■ SUPPLIED DATA:
+++

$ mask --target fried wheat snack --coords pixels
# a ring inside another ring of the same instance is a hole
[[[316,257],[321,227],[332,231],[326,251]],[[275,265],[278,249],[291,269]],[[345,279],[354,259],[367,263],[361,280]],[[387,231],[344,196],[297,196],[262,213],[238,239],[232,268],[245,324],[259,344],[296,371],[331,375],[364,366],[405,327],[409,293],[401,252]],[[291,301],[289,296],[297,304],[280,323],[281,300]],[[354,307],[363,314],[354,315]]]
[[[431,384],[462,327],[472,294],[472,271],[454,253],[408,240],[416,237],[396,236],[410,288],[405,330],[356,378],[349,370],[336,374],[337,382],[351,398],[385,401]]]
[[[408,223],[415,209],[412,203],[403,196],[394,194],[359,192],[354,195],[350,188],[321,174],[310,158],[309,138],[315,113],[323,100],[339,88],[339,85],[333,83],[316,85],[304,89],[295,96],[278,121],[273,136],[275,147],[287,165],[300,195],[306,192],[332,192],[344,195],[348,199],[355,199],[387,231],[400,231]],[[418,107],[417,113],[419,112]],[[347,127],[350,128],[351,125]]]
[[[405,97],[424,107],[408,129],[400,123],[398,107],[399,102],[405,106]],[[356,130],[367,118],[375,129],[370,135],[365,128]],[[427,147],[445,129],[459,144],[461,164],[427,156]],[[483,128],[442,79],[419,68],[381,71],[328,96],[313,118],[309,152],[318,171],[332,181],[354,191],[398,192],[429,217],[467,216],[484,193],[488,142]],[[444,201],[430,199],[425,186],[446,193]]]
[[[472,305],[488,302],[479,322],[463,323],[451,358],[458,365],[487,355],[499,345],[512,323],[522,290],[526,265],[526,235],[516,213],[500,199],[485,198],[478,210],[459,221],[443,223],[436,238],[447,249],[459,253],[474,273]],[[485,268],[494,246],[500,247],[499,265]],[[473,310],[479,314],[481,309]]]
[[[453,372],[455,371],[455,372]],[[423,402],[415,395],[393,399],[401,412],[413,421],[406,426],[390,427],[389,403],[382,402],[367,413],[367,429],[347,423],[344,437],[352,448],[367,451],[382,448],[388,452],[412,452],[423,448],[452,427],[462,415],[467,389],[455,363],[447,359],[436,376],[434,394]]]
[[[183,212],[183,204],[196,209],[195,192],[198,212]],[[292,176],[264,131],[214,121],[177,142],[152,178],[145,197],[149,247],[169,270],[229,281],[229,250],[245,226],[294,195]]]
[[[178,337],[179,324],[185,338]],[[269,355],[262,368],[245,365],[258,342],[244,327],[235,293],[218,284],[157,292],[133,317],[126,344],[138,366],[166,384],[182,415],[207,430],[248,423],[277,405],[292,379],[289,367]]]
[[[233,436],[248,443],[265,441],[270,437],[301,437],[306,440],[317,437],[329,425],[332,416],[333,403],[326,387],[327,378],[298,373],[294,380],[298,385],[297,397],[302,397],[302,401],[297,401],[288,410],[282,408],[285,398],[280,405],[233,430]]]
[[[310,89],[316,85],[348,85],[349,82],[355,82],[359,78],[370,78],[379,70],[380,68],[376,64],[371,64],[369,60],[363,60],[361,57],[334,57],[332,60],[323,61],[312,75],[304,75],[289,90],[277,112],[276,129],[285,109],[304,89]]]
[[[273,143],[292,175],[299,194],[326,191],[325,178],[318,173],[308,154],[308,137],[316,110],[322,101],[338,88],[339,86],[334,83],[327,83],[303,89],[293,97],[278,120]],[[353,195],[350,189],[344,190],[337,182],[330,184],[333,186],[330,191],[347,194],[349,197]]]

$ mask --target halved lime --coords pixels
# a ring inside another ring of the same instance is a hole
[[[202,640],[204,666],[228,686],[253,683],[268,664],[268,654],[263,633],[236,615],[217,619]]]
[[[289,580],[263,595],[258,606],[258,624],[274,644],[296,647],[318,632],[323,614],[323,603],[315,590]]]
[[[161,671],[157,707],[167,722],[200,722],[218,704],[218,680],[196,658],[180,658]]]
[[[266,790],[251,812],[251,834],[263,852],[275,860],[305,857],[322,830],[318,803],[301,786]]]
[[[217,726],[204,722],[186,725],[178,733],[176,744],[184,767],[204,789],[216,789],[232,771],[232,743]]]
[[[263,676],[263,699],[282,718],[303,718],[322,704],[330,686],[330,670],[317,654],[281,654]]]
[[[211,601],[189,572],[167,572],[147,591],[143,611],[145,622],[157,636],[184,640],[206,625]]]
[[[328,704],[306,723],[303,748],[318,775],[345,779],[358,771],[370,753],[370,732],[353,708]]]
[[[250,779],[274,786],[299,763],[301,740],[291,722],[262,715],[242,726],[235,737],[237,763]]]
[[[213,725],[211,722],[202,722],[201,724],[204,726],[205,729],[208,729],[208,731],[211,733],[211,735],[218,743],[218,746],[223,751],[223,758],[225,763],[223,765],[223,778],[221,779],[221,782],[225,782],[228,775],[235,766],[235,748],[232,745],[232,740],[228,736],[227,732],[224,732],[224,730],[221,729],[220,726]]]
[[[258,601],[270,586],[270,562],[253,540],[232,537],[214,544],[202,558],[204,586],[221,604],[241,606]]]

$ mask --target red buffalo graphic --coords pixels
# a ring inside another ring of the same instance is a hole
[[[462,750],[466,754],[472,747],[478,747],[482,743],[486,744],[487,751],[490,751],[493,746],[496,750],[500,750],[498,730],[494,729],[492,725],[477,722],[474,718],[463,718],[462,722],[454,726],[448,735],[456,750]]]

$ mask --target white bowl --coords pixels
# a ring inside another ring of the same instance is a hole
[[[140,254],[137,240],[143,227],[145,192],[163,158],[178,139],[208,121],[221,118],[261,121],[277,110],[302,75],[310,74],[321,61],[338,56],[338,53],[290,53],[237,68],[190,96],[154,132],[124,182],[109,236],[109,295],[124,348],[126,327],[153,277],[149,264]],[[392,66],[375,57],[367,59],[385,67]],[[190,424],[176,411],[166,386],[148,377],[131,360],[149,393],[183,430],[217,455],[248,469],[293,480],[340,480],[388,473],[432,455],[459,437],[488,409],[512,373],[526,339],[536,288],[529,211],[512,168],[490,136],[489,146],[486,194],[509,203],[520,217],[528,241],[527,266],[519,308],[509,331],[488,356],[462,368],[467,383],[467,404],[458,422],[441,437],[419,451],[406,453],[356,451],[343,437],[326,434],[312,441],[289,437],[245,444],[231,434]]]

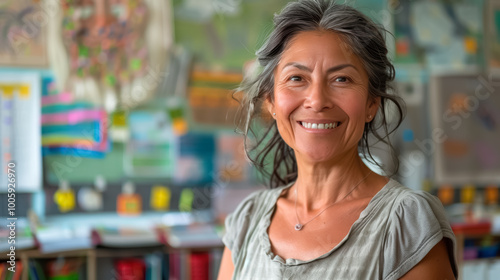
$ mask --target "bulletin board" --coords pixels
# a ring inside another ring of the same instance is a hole
[[[436,181],[500,181],[500,76],[434,76],[430,95],[432,136],[416,141],[433,156]]]

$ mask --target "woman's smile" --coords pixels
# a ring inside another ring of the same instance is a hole
[[[297,122],[302,128],[312,133],[328,133],[339,127],[342,123],[339,121],[324,120],[303,120]]]

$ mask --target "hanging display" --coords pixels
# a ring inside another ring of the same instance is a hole
[[[57,2],[48,35],[59,89],[108,111],[149,100],[173,41],[169,1]]]

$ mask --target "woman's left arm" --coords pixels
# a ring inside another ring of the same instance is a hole
[[[413,279],[455,279],[444,239],[441,239],[416,266],[400,278],[400,280]]]

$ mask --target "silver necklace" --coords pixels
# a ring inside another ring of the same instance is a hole
[[[370,170],[370,172],[368,172],[368,174],[366,174],[366,176],[361,179],[361,181],[359,181],[353,188],[352,190],[350,190],[341,200],[339,201],[335,201],[334,203],[328,205],[325,209],[321,210],[321,212],[319,212],[316,216],[314,216],[312,219],[310,219],[309,221],[301,224],[300,223],[300,220],[299,220],[299,214],[297,213],[297,188],[295,188],[295,216],[297,217],[297,224],[295,224],[295,230],[302,230],[304,228],[305,225],[307,225],[309,222],[311,222],[312,220],[316,219],[319,215],[321,215],[323,212],[326,211],[326,209],[332,207],[333,205],[341,202],[342,200],[344,200],[346,197],[348,197],[359,185],[361,185],[361,183],[366,179],[368,178],[368,175],[370,175],[372,173],[372,171]]]

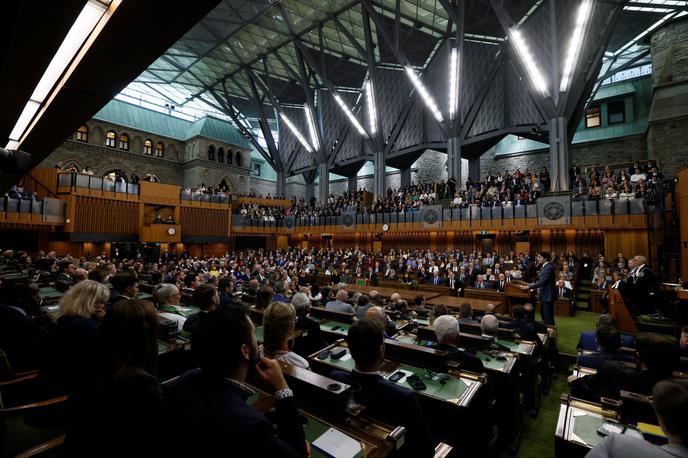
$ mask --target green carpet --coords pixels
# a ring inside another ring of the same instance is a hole
[[[576,316],[556,316],[557,323],[557,348],[559,353],[575,355],[578,338],[583,331],[595,329],[595,323],[599,313],[576,311]]]

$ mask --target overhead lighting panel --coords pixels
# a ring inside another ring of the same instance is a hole
[[[410,66],[407,66],[405,69],[406,75],[411,80],[413,87],[415,87],[416,91],[418,91],[418,93],[420,94],[421,98],[423,99],[423,103],[425,103],[425,106],[428,107],[428,109],[432,112],[432,115],[438,122],[444,121],[442,112],[437,106],[437,103],[435,103],[435,99],[432,98],[430,92],[428,92],[428,90],[425,88],[425,85],[416,74],[416,71]]]
[[[368,122],[370,123],[370,133],[377,132],[377,110],[375,109],[375,92],[373,91],[373,81],[368,80],[366,85],[366,99],[368,102]]]
[[[320,142],[318,142],[318,132],[315,130],[315,119],[313,119],[313,112],[307,104],[303,106],[303,109],[306,112],[306,122],[308,123],[308,132],[311,136],[313,148],[319,150]]]
[[[88,49],[95,36],[100,33],[120,3],[121,0],[106,2],[89,0],[84,5],[24,106],[10,133],[8,147],[19,147],[30,130],[29,125],[32,121],[35,124],[42,112],[38,114],[38,117],[36,114],[41,108],[45,109],[50,104],[52,97],[61,89],[66,78],[83,57],[85,50]],[[92,37],[90,41],[89,37]],[[79,54],[80,50],[81,55]],[[68,68],[70,64],[71,68]],[[60,78],[63,80],[58,84]]]
[[[564,61],[564,72],[561,76],[561,84],[559,85],[559,92],[566,92],[571,81],[571,74],[578,58],[581,45],[583,44],[585,26],[588,23],[590,12],[592,11],[592,1],[583,0],[578,7],[578,14],[576,15],[576,25],[571,35],[568,50],[566,51],[566,59]]]
[[[306,148],[306,151],[312,153],[313,148],[311,148],[311,145],[308,144],[306,138],[303,135],[301,135],[301,132],[299,131],[299,129],[296,128],[294,123],[291,122],[291,119],[289,119],[289,117],[286,114],[284,114],[283,111],[280,112],[280,116],[282,117],[282,121],[284,121],[287,127],[289,127],[289,130],[291,130],[296,139],[303,145],[304,148]]]
[[[509,30],[509,35],[514,40],[514,46],[521,57],[521,63],[528,72],[528,75],[530,75],[530,79],[535,86],[535,89],[540,91],[542,94],[547,94],[547,81],[542,75],[540,67],[538,67],[535,58],[531,54],[530,48],[523,38],[521,31],[517,28],[512,28]]]
[[[366,134],[365,129],[361,125],[360,122],[358,122],[358,119],[356,119],[356,116],[351,112],[349,107],[346,105],[344,100],[339,96],[339,94],[334,95],[334,100],[337,102],[337,105],[342,109],[344,114],[346,115],[347,118],[349,118],[349,121],[351,121],[351,124],[356,128],[359,134],[363,135],[364,137],[368,137],[368,134]]]
[[[452,48],[449,56],[449,119],[454,119],[459,105],[459,50]]]

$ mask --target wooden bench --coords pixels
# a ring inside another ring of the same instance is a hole
[[[504,293],[500,293],[494,289],[465,288],[463,290],[463,294],[466,299],[482,299],[484,301],[490,301],[495,305],[499,304],[499,306],[495,309],[496,313],[509,313],[507,297]]]

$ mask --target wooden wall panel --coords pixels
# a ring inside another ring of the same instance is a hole
[[[192,237],[229,237],[229,212],[210,208],[182,207],[182,234]]]
[[[138,234],[139,204],[78,196],[74,200],[74,232]]]
[[[607,259],[616,258],[617,253],[623,253],[626,258],[632,258],[637,254],[647,256],[647,231],[606,231],[604,236],[604,252]]]
[[[688,168],[678,173],[676,204],[681,218],[679,251],[681,252],[681,278],[688,275]]]

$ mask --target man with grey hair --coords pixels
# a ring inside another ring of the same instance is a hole
[[[381,307],[370,307],[366,310],[364,319],[377,321],[385,332],[385,339],[393,339],[393,335],[397,333],[397,327],[394,321],[390,320]]]
[[[483,362],[475,355],[472,355],[462,348],[459,348],[459,322],[451,315],[442,315],[435,319],[433,323],[435,336],[437,336],[437,350],[447,353],[447,360],[459,365],[460,370],[471,372],[483,372]]]
[[[294,340],[294,352],[307,358],[308,355],[324,348],[327,343],[320,334],[320,323],[308,317],[311,309],[311,301],[306,293],[296,293],[291,298],[291,305],[296,311],[295,328],[303,331],[301,336]]]
[[[489,337],[493,342],[497,340],[497,328],[499,328],[499,321],[494,315],[485,315],[480,320],[483,337]]]
[[[652,304],[657,291],[655,274],[646,262],[645,256],[636,255],[633,258],[633,268],[628,278],[622,282],[623,286],[619,288],[624,302],[633,315],[652,311]],[[661,314],[657,314],[656,317],[660,318],[659,315]]]
[[[596,324],[598,328],[600,326],[611,326],[613,328],[616,328],[616,320],[609,313],[603,313],[602,315],[597,317]],[[578,339],[578,349],[597,351],[597,340],[595,336],[596,332],[597,331],[581,332],[580,338]],[[633,339],[633,336],[621,334],[621,345],[624,347],[635,348],[635,340]]]
[[[325,304],[325,308],[328,310],[334,310],[336,312],[342,312],[342,313],[356,313],[356,310],[354,310],[353,306],[351,304],[347,304],[346,301],[349,298],[349,293],[344,291],[343,289],[340,289],[337,291],[337,295],[335,296],[335,300],[328,302]]]

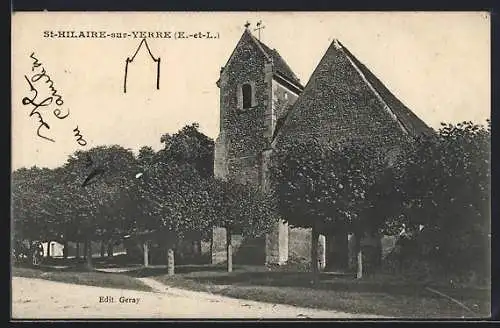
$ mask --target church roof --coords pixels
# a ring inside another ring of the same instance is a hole
[[[334,40],[275,133],[323,134],[341,142],[385,135],[399,128],[411,136],[433,130],[392,94],[346,47]],[[341,132],[339,132],[341,131]]]
[[[297,84],[298,86],[302,87],[300,79],[297,77],[297,75],[295,75],[290,66],[288,66],[283,57],[281,57],[281,55],[278,53],[278,51],[276,49],[269,48],[266,44],[264,44],[260,40],[257,39],[255,40],[261,45],[264,52],[266,52],[266,54],[273,59],[274,69],[276,70],[276,72],[278,72],[279,74],[281,74],[294,84]]]
[[[295,88],[298,88],[298,90],[304,89],[304,86],[300,83],[300,79],[295,75],[295,73],[292,71],[290,66],[286,63],[286,61],[281,57],[281,55],[278,53],[276,49],[271,49],[268,47],[266,44],[258,40],[252,33],[250,32],[249,29],[245,29],[243,32],[243,35],[241,36],[241,39],[244,37],[250,38],[255,44],[257,45],[257,48],[264,54],[264,56],[267,58],[267,60],[272,60],[273,62],[273,67],[274,67],[274,73],[278,77],[281,77],[288,83],[291,83]],[[240,42],[241,42],[240,39]],[[226,63],[225,66],[228,65],[228,63],[231,61],[231,58],[233,57],[234,52],[236,51],[236,48],[233,50],[233,53],[231,56],[229,56],[228,62]],[[224,66],[224,67],[225,67]],[[224,69],[222,67],[222,69]],[[217,85],[219,85],[219,80],[217,80]]]
[[[357,66],[363,73],[367,82],[372,85],[389,109],[396,115],[409,134],[418,136],[420,134],[433,133],[433,130],[425,124],[415,113],[405,106],[387,87],[380,81],[363,63],[361,63],[340,41],[338,41],[346,55],[351,58],[353,65]]]

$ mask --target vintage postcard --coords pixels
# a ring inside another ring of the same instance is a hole
[[[491,315],[488,12],[15,12],[12,319]]]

+++

■ WORK INSTRUCTIONS: Give back, unchanged, the run of lines in the listing above that begins at the line containing "graphic --coords pixels" and ends at the line containing "bowl --coords pixels", both included.

■ SOLUTION TO THE EXERCISE:
$ mask --target red buffalo graphic --coords pixels
# a ring inside another ring of the same instance is a hole
[[[462,750],[466,754],[472,747],[478,747],[482,743],[486,744],[487,751],[490,751],[493,746],[496,750],[500,750],[498,730],[494,729],[492,725],[477,722],[474,718],[463,718],[462,722],[454,726],[448,735],[456,750]]]

$ mask --target white bowl --coords pixels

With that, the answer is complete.